How many lines in the material below contain the string "stone"? Matching is case-sensitive, and the reply should be the number alone.

Records provided
begin

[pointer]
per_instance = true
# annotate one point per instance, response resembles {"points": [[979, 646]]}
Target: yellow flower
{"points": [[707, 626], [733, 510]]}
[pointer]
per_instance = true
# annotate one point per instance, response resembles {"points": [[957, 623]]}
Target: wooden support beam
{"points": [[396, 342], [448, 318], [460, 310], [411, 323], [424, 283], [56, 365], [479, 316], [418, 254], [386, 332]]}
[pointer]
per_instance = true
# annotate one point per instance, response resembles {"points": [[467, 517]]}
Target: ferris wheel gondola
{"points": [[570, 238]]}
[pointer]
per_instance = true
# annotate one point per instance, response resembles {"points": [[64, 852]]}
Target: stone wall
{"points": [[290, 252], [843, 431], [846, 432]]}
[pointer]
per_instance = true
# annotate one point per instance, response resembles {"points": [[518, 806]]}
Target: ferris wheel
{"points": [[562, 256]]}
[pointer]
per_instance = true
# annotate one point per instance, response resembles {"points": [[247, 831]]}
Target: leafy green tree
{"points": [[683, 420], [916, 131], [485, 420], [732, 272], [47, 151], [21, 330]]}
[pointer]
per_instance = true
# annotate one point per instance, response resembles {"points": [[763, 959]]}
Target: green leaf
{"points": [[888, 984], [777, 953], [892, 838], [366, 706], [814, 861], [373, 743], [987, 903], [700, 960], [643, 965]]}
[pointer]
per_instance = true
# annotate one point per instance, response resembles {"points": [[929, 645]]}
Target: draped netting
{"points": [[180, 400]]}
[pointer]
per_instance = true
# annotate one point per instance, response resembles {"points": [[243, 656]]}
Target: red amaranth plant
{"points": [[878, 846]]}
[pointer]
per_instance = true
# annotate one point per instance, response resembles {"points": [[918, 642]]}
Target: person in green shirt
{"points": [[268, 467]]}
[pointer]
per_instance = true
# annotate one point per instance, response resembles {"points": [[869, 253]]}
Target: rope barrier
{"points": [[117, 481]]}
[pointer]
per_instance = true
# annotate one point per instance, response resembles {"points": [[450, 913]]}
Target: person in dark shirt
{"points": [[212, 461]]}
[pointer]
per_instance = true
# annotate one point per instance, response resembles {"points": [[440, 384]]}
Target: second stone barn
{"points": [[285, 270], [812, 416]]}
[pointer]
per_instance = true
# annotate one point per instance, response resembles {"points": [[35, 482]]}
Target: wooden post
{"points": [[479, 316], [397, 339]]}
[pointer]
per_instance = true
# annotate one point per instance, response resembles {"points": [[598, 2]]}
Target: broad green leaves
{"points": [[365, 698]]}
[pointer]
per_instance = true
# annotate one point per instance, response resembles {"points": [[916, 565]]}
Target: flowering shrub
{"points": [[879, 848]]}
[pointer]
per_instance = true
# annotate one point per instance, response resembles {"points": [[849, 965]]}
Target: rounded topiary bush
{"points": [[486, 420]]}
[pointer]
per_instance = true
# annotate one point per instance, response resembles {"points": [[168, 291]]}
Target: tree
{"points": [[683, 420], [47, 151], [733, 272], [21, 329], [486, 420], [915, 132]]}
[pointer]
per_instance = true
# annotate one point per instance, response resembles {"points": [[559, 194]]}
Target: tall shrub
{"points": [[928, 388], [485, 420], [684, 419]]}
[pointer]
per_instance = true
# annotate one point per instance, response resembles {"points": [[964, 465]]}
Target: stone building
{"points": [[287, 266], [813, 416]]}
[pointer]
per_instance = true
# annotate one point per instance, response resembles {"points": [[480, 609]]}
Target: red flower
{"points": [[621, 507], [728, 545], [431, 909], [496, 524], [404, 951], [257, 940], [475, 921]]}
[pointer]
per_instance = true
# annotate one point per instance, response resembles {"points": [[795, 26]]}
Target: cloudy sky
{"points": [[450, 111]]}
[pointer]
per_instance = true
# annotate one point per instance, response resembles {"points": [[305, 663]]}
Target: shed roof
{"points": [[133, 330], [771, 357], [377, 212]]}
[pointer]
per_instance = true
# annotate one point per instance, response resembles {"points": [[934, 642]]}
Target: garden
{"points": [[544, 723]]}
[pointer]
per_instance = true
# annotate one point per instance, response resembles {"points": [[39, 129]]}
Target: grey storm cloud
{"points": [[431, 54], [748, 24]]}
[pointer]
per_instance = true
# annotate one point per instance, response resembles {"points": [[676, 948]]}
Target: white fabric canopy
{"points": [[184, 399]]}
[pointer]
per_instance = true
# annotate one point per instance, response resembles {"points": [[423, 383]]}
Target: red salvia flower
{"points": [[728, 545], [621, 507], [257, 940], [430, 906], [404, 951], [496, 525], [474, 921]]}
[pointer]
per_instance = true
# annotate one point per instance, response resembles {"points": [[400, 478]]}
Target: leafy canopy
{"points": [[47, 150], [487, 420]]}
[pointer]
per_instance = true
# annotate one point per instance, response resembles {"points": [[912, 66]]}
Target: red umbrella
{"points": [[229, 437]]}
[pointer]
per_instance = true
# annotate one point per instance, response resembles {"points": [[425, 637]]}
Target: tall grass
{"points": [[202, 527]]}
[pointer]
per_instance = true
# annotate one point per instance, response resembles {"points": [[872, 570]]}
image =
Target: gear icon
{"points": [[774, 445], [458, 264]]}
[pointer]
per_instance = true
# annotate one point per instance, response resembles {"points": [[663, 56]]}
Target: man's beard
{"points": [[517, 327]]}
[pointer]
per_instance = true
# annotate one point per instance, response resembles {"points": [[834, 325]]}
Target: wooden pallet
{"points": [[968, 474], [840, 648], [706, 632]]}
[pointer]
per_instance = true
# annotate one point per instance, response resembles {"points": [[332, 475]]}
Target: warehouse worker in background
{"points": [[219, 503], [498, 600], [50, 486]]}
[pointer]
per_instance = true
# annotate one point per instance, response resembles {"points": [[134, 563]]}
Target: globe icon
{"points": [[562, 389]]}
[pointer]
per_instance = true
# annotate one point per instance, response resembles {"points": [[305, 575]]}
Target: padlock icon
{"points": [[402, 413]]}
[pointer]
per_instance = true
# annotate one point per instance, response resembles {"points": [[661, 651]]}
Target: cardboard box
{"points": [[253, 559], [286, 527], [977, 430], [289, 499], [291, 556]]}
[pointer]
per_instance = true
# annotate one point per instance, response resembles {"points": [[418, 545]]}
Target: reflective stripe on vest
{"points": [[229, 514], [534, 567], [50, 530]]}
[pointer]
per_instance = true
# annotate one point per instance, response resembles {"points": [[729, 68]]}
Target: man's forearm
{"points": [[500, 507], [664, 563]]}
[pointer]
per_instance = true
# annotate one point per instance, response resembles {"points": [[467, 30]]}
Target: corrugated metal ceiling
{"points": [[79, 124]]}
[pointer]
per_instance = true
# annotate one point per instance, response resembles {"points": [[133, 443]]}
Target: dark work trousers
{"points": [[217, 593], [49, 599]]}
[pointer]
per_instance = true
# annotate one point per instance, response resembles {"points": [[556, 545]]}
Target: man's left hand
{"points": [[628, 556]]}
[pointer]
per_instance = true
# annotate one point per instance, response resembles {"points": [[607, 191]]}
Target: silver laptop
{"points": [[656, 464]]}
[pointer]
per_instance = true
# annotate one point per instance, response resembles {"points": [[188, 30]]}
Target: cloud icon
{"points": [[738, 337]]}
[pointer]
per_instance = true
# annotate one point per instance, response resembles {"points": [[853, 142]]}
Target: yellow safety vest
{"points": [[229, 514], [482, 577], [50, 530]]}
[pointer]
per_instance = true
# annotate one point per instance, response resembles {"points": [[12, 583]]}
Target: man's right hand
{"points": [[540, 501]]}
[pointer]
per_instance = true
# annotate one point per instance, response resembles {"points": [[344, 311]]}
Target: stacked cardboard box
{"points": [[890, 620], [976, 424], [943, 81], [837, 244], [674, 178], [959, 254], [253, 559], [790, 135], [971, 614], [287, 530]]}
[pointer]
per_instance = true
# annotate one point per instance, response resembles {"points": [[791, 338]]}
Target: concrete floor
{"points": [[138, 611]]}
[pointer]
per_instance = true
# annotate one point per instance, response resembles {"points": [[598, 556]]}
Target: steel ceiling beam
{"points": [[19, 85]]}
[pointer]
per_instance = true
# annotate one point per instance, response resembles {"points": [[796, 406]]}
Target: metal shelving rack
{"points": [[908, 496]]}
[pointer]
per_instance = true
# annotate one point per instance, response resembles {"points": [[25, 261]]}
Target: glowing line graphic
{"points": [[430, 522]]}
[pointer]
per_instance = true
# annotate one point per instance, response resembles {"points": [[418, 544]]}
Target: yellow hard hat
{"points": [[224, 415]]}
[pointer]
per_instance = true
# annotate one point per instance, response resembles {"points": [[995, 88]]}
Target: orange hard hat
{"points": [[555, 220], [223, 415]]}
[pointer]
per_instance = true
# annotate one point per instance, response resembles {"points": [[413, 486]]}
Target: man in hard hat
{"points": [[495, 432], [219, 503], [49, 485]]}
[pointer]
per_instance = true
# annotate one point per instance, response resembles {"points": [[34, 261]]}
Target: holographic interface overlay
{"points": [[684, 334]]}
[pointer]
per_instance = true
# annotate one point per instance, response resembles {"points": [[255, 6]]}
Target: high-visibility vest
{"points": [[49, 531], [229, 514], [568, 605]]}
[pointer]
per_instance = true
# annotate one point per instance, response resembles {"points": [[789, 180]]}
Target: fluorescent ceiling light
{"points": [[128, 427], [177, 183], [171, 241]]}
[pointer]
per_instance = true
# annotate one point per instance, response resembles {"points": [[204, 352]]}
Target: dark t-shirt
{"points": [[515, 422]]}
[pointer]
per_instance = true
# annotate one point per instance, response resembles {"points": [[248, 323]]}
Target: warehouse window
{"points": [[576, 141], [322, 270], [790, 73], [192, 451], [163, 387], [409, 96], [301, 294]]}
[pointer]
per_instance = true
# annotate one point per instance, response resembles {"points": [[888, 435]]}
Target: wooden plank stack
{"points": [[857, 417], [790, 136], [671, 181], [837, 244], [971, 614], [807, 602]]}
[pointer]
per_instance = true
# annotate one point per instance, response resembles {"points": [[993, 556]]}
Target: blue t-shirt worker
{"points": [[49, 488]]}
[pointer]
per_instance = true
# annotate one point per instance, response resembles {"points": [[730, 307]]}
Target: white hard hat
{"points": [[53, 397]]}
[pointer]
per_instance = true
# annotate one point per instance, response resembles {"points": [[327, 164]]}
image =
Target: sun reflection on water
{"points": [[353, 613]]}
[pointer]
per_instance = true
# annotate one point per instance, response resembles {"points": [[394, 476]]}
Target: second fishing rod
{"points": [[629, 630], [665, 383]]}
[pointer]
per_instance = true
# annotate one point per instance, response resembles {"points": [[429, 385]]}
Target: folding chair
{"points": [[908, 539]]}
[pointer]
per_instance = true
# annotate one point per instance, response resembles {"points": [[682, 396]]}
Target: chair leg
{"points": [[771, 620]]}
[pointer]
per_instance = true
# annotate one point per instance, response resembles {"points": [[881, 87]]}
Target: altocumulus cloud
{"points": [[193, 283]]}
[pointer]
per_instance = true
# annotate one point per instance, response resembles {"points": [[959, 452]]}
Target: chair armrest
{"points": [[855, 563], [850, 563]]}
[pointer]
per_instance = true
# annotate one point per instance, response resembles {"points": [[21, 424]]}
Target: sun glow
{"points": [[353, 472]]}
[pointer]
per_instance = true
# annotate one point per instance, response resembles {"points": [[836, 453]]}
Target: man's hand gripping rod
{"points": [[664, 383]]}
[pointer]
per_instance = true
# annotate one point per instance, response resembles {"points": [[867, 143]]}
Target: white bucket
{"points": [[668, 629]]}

end

Task response
3